■ Requirement:
Repeat verbatim every line of the material, beginning at the line that holds "Would you be so kind as to locate the pink poppy" and ending at its last line.

■ Provided data:
━━━━━━
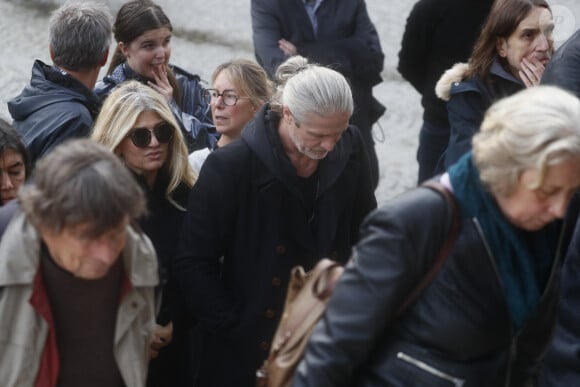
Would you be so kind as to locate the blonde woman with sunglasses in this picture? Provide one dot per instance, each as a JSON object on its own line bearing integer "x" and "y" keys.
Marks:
{"x": 137, "y": 124}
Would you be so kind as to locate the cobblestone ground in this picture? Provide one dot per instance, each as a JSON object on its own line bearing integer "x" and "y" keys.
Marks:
{"x": 208, "y": 33}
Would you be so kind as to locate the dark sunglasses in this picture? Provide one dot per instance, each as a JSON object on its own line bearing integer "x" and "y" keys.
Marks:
{"x": 141, "y": 137}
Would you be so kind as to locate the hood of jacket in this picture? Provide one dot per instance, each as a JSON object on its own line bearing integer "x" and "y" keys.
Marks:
{"x": 455, "y": 74}
{"x": 458, "y": 73}
{"x": 49, "y": 86}
{"x": 261, "y": 135}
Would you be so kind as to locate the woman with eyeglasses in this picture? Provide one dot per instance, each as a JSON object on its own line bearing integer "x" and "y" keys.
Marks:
{"x": 240, "y": 88}
{"x": 14, "y": 162}
{"x": 137, "y": 124}
{"x": 143, "y": 34}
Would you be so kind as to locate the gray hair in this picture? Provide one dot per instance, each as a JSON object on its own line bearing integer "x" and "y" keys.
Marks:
{"x": 532, "y": 129}
{"x": 307, "y": 88}
{"x": 81, "y": 182}
{"x": 80, "y": 35}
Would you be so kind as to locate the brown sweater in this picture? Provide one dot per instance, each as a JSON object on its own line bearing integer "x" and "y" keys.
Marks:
{"x": 84, "y": 314}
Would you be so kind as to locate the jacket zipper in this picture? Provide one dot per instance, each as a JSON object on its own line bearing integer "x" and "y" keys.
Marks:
{"x": 457, "y": 382}
{"x": 514, "y": 336}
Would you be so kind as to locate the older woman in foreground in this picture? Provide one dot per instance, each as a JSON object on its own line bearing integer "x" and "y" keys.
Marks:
{"x": 487, "y": 317}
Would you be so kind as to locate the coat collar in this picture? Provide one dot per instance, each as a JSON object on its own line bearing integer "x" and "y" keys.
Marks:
{"x": 20, "y": 255}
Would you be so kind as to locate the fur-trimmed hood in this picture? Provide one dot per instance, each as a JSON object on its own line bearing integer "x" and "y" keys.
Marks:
{"x": 457, "y": 73}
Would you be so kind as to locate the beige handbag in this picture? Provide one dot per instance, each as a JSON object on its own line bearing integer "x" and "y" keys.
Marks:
{"x": 306, "y": 300}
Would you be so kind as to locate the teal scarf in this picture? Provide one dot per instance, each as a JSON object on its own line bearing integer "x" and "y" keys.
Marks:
{"x": 523, "y": 258}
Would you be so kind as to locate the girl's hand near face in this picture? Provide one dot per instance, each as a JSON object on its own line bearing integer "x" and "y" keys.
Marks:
{"x": 161, "y": 83}
{"x": 531, "y": 71}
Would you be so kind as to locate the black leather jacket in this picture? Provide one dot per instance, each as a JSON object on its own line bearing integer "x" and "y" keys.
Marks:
{"x": 459, "y": 331}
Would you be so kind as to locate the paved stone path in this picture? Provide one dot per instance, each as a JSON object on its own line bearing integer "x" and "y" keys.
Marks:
{"x": 208, "y": 33}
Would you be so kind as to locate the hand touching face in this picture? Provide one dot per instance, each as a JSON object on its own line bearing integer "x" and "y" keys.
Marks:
{"x": 529, "y": 48}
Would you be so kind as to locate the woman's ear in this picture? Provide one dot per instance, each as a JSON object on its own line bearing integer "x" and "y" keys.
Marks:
{"x": 501, "y": 47}
{"x": 123, "y": 48}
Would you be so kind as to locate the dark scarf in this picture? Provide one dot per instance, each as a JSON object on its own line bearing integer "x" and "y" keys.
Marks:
{"x": 523, "y": 258}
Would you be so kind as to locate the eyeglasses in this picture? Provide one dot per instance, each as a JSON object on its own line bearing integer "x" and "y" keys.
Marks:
{"x": 229, "y": 97}
{"x": 141, "y": 137}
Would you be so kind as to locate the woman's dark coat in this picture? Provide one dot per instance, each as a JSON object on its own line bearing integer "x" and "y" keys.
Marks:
{"x": 162, "y": 225}
{"x": 247, "y": 208}
{"x": 458, "y": 332}
{"x": 468, "y": 100}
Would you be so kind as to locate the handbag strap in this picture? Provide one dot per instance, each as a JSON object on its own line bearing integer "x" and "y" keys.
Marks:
{"x": 445, "y": 248}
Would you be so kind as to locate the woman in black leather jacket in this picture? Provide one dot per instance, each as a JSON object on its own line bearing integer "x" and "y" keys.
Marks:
{"x": 487, "y": 317}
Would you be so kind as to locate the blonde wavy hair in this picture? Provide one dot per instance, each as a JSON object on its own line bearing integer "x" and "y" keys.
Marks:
{"x": 120, "y": 112}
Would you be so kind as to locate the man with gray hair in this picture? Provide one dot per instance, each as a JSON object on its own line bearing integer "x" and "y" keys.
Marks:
{"x": 77, "y": 279}
{"x": 292, "y": 190}
{"x": 59, "y": 103}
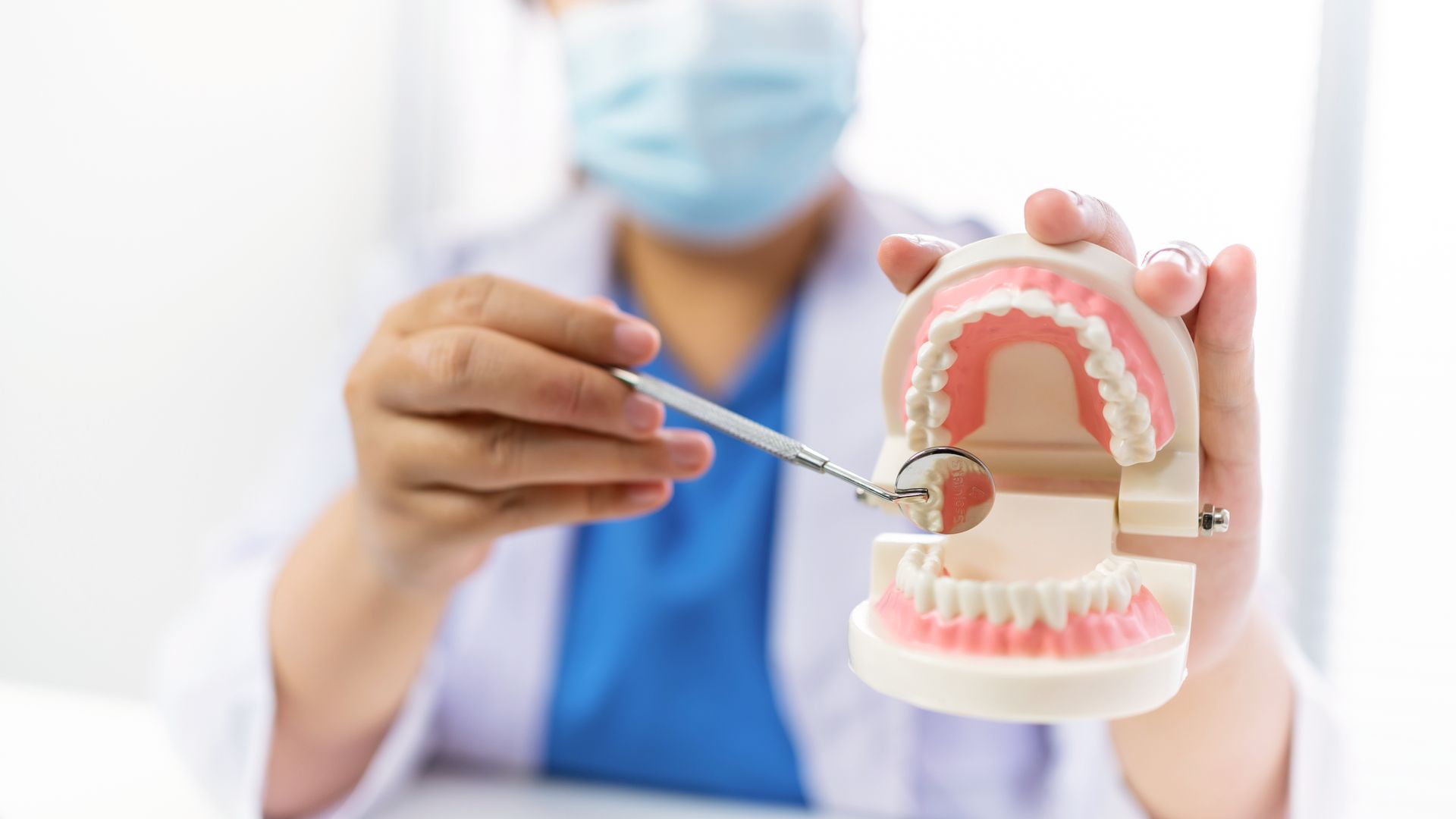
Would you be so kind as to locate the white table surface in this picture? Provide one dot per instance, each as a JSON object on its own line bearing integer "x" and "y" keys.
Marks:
{"x": 85, "y": 755}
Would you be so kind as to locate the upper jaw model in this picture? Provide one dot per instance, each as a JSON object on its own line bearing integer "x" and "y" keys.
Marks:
{"x": 1084, "y": 403}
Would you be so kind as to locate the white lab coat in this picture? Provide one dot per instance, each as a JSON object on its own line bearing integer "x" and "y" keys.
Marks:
{"x": 484, "y": 692}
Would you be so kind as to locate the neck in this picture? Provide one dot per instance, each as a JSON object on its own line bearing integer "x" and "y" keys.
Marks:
{"x": 714, "y": 303}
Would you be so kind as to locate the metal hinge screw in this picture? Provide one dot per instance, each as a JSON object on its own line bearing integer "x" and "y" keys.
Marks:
{"x": 1213, "y": 521}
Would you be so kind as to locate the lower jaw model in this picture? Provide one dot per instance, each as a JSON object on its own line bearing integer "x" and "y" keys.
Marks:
{"x": 1084, "y": 406}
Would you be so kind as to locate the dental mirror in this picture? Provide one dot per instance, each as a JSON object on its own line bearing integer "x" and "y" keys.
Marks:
{"x": 960, "y": 490}
{"x": 946, "y": 490}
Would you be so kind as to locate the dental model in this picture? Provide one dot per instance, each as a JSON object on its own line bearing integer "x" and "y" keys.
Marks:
{"x": 1084, "y": 404}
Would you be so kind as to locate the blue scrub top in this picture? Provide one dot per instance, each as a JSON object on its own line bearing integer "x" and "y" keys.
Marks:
{"x": 663, "y": 678}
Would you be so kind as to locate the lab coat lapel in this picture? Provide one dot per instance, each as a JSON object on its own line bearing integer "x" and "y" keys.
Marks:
{"x": 506, "y": 645}
{"x": 854, "y": 745}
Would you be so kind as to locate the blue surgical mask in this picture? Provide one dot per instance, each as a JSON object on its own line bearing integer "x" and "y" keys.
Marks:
{"x": 710, "y": 120}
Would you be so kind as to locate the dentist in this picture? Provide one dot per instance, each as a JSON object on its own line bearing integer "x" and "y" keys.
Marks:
{"x": 494, "y": 556}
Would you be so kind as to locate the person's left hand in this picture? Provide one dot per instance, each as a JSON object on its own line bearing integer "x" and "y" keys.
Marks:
{"x": 1216, "y": 300}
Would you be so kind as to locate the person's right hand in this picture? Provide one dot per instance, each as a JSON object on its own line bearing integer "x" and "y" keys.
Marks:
{"x": 479, "y": 409}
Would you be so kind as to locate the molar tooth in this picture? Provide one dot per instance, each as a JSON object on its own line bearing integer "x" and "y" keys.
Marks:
{"x": 928, "y": 381}
{"x": 1066, "y": 315}
{"x": 1022, "y": 604}
{"x": 998, "y": 302}
{"x": 1106, "y": 365}
{"x": 924, "y": 592}
{"x": 1128, "y": 572}
{"x": 1119, "y": 594}
{"x": 1122, "y": 388}
{"x": 946, "y": 328}
{"x": 1036, "y": 303}
{"x": 968, "y": 598}
{"x": 1095, "y": 334}
{"x": 916, "y": 436}
{"x": 946, "y": 599}
{"x": 998, "y": 605}
{"x": 1078, "y": 596}
{"x": 1053, "y": 604}
{"x": 935, "y": 356}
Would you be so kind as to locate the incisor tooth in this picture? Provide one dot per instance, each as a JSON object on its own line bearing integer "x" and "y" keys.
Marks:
{"x": 1078, "y": 596}
{"x": 1053, "y": 604}
{"x": 1022, "y": 604}
{"x": 968, "y": 598}
{"x": 998, "y": 608}
{"x": 924, "y": 592}
{"x": 946, "y": 599}
{"x": 1119, "y": 594}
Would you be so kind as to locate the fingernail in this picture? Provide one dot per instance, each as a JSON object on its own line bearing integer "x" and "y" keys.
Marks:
{"x": 641, "y": 494}
{"x": 1082, "y": 205}
{"x": 1171, "y": 256}
{"x": 635, "y": 338}
{"x": 642, "y": 413}
{"x": 689, "y": 449}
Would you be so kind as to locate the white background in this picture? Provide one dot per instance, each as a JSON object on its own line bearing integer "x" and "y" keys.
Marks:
{"x": 187, "y": 193}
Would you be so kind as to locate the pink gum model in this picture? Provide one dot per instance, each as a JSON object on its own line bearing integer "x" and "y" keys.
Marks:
{"x": 974, "y": 346}
{"x": 1084, "y": 634}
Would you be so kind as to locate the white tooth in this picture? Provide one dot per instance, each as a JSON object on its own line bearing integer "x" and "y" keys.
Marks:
{"x": 924, "y": 592}
{"x": 1095, "y": 335}
{"x": 998, "y": 607}
{"x": 935, "y": 356}
{"x": 1128, "y": 572}
{"x": 1119, "y": 594}
{"x": 996, "y": 302}
{"x": 915, "y": 401}
{"x": 1036, "y": 303}
{"x": 1022, "y": 604}
{"x": 932, "y": 564}
{"x": 928, "y": 381}
{"x": 968, "y": 598}
{"x": 1078, "y": 596}
{"x": 1122, "y": 388}
{"x": 946, "y": 328}
{"x": 1066, "y": 315}
{"x": 1106, "y": 365}
{"x": 946, "y": 601}
{"x": 1053, "y": 604}
{"x": 915, "y": 436}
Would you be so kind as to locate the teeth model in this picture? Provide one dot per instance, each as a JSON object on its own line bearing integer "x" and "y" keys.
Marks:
{"x": 1104, "y": 610}
{"x": 1134, "y": 420}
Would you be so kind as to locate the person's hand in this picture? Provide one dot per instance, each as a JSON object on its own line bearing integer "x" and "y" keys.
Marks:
{"x": 479, "y": 409}
{"x": 1216, "y": 300}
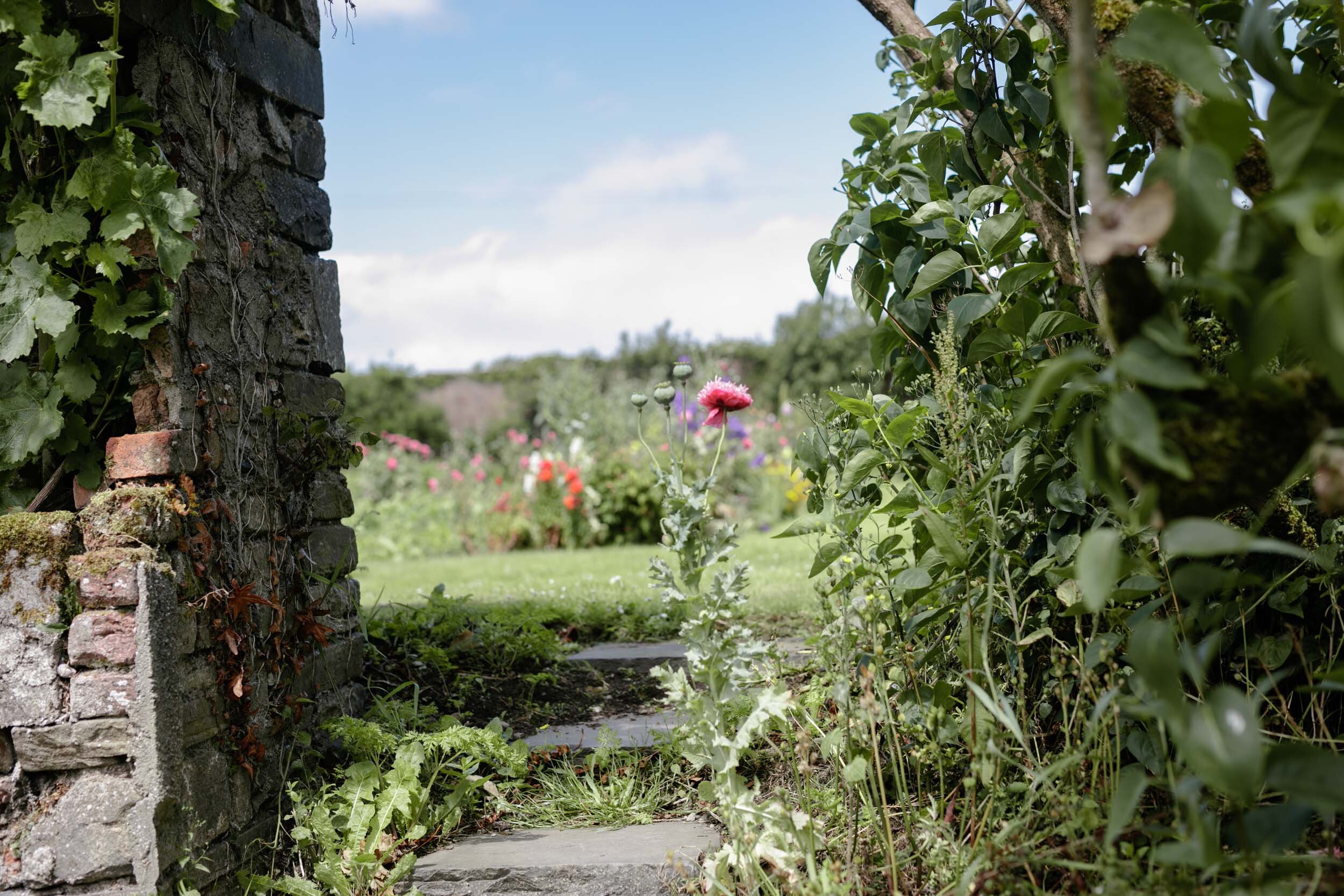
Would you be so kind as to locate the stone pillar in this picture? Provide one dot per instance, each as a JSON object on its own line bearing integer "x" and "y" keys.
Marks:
{"x": 160, "y": 653}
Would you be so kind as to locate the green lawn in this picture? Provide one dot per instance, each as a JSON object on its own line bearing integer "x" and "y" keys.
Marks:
{"x": 780, "y": 583}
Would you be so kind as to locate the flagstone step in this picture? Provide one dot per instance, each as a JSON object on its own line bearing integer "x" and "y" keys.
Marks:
{"x": 635, "y": 731}
{"x": 641, "y": 860}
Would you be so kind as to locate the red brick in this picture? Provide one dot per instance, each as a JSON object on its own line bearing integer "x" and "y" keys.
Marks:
{"x": 133, "y": 457}
{"x": 103, "y": 639}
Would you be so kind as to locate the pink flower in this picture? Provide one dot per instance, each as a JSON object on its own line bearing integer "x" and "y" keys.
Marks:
{"x": 719, "y": 398}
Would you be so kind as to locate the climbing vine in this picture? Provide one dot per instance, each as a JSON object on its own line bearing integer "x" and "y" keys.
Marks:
{"x": 95, "y": 230}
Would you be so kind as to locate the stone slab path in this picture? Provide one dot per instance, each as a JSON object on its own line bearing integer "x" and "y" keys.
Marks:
{"x": 640, "y": 860}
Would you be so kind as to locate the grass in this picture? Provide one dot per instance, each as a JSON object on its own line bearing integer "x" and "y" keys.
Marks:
{"x": 780, "y": 589}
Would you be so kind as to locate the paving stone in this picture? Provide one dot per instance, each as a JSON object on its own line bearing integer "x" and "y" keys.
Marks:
{"x": 633, "y": 730}
{"x": 641, "y": 860}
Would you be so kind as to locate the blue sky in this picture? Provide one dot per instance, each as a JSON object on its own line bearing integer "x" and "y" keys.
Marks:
{"x": 522, "y": 175}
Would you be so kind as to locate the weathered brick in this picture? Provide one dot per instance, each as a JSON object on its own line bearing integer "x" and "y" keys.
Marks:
{"x": 311, "y": 393}
{"x": 106, "y": 577}
{"x": 141, "y": 454}
{"x": 95, "y": 695}
{"x": 103, "y": 639}
{"x": 77, "y": 744}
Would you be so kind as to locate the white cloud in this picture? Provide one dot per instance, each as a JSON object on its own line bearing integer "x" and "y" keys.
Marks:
{"x": 641, "y": 237}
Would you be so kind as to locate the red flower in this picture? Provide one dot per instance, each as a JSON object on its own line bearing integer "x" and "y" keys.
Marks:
{"x": 719, "y": 397}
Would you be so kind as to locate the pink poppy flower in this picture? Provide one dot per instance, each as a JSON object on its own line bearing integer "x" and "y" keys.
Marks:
{"x": 719, "y": 398}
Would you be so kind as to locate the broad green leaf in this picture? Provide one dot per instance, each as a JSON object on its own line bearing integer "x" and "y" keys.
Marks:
{"x": 1129, "y": 789}
{"x": 152, "y": 200}
{"x": 28, "y": 415}
{"x": 859, "y": 467}
{"x": 949, "y": 546}
{"x": 1020, "y": 276}
{"x": 1224, "y": 744}
{"x": 939, "y": 269}
{"x": 1205, "y": 537}
{"x": 992, "y": 342}
{"x": 1141, "y": 361}
{"x": 1002, "y": 233}
{"x": 932, "y": 211}
{"x": 1308, "y": 774}
{"x": 1166, "y": 38}
{"x": 912, "y": 578}
{"x": 35, "y": 227}
{"x": 985, "y": 194}
{"x": 61, "y": 92}
{"x": 904, "y": 428}
{"x": 31, "y": 302}
{"x": 1054, "y": 324}
{"x": 819, "y": 264}
{"x": 827, "y": 554}
{"x": 1097, "y": 567}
━━━━━━
■ The reply:
Would you be so kind as to locate the pink poppy flower in this picture? Provide one dot per instance, each as a JSON object on its own line bearing integer "x" and "y" keys.
Marks:
{"x": 719, "y": 398}
Would you be so kind as to locate the broad green leaf in this picture? Provide one dot per instance, each as a JSON object on its own line bearing integer "x" and "y" keys.
Marks:
{"x": 1129, "y": 789}
{"x": 152, "y": 200}
{"x": 28, "y": 415}
{"x": 859, "y": 467}
{"x": 949, "y": 546}
{"x": 1020, "y": 276}
{"x": 1224, "y": 744}
{"x": 939, "y": 269}
{"x": 1205, "y": 537}
{"x": 992, "y": 342}
{"x": 1141, "y": 361}
{"x": 1002, "y": 233}
{"x": 932, "y": 211}
{"x": 1308, "y": 774}
{"x": 1166, "y": 38}
{"x": 912, "y": 578}
{"x": 35, "y": 227}
{"x": 985, "y": 194}
{"x": 61, "y": 92}
{"x": 904, "y": 428}
{"x": 31, "y": 302}
{"x": 1054, "y": 324}
{"x": 819, "y": 264}
{"x": 827, "y": 554}
{"x": 1097, "y": 567}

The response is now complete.